Passage provided:
○ ○ ○ ○ ○ ○ ○
Hackers Expose Russian FSB Cyberattack Projects

More nation-state activity in cyberspace, this time from Russia:

Per the different reports in Russian media, the files indicate that SyTech had worked since 2009 on a multitude of projects since 2009 for FSB unit 71330 and for fellow contractor Quantum. Projects include:

  • Nautilus—a project for collecting data about social media users (such as Facebook, MySpace, and LinkedIn).
  • Nautilus-S—a project for deanonymizing Tor traffic with the help of rogue Tor servers.
  • Reward—a project to covertly penetrate P2P networks, like the one used for torrents.
  • Mentor—a project to monitor and search email communications on the servers of Russian companies.
  • Hope—a project to investigate the topology of the Russian internet and how it connects to other countries’ network.
  • Tax-3—a project for the creation of a closed intranet to store the information of highly-sensitive state figures, judges, and local administration officials, separate from the rest of the state’s IT networks.

BBC Russia, who received the full trove of documents, claims there were other older projects for researching other network protocols such as Jabber (instant messaging), ED2K (eDonkey), and OpenFT (enterprise file transfer).
○ ○ ○ ○ ○ ○ ○
Work instruction A: In the passage on SyTech's FSB projects, what was the purpose of the Nautilus-S project?
Work instruction B: Return the portion of the passage on SyTech's FSB projects starting with "Hackers Expose Russian" and going on through "other countries’ network.".
The records that come next play no part in the work here.
○ ○ ○ ○ ○ ○ ○
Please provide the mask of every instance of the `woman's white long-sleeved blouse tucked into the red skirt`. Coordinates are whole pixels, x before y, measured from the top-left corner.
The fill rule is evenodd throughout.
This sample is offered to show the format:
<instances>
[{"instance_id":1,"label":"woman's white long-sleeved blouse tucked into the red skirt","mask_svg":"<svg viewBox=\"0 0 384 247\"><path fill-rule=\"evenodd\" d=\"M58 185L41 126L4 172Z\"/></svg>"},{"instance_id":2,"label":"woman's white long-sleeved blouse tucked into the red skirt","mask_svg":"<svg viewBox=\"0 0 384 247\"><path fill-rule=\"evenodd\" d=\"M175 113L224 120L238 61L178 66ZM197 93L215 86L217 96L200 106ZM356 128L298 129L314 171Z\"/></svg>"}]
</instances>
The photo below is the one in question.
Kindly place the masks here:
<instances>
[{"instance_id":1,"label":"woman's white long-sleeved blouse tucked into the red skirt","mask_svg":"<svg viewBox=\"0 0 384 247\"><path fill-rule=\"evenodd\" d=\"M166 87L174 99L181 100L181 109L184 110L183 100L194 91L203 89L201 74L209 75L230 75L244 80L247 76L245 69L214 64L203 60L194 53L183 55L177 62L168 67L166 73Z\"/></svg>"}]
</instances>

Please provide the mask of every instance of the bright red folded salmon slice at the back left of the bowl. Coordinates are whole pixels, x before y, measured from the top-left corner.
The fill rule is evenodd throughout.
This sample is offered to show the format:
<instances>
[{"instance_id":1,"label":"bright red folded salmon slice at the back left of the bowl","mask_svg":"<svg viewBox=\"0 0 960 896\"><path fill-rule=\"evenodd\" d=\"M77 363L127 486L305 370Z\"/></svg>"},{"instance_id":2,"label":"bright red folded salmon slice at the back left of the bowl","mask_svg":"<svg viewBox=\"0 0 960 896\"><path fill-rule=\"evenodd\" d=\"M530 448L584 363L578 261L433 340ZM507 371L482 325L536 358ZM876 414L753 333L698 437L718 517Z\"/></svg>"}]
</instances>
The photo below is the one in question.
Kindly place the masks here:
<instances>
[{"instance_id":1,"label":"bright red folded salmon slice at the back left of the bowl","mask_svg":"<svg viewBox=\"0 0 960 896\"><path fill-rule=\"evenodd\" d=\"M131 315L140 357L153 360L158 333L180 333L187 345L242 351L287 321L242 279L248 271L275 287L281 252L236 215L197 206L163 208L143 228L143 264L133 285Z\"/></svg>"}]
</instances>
○ ○ ○ ○ ○ ○ ○
Problem solution A: Nautilus-S was a project for deanonymizing Tor traffic with the help of rogue Tor servers.

Problem solution B:
Hackers Expose Russian FSB Cyberattack Projects

More nation-state activity in cyberspace, this time from Russia:

Per the different reports in Russian media, the files indicate that SyTech had worked since 2009 on a multitude of projects since 2009 for FSB unit 71330 and for fellow contractor Quantum. Projects include:

  • Nautilus—a project for collecting data about social media users (such as Facebook, MySpace, and LinkedIn).
  • Nautilus-S—a project for deanonymizing Tor traffic with the help of rogue Tor servers.
  • Reward—a project to covertly penetrate P2P networks, like the one used for torrents.
  • Mentor—a project to monitor and search email communications on the servers of Russian companies.
  • Hope—a project to investigate the topology of the Russian internet and how it connects to other countries’ network.